• Exercise requirements: Copy every line of the records that includes the word "itself".

[Data extracted from a collection]
━━━
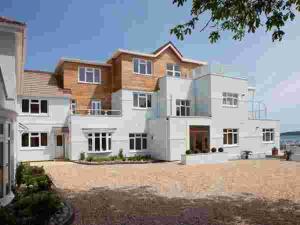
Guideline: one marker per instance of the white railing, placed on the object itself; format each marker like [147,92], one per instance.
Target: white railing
[97,112]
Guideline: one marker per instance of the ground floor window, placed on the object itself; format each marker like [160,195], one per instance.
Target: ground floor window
[137,141]
[99,142]
[34,139]
[230,136]
[268,135]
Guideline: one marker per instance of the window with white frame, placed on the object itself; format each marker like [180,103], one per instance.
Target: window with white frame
[142,100]
[141,66]
[173,70]
[230,99]
[268,135]
[73,106]
[137,141]
[99,142]
[34,106]
[230,136]
[89,75]
[183,107]
[34,140]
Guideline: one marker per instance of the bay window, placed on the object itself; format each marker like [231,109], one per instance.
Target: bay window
[230,136]
[137,141]
[99,142]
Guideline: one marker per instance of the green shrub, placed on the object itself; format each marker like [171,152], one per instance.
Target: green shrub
[7,217]
[37,208]
[82,156]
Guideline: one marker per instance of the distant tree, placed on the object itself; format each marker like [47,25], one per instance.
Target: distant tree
[238,17]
━━━
• Output of the exercise:
Guideline: one marker per instance of the white railing, placed on the object itself; format each marker like [147,92], one per instance.
Guideline: one marker per instance of the ground floor window, placed on the object itself; format each marker like [160,195], one per instance.
Guideline: one marker per instance of the window with white frame, placed on the object itself; format each marker like [180,103], one per instance.
Guideline: one marker per instance of the bay window, placed on the object itself; format each marker like [231,109], one per instance.
Guideline: one marker per instance of the green shrub, placed on the object itself; format each marker like [171,152], one per instance.
Guideline: one marker per instance of the distant tree, placed on the object itself; format each marker like [47,25], one per instance.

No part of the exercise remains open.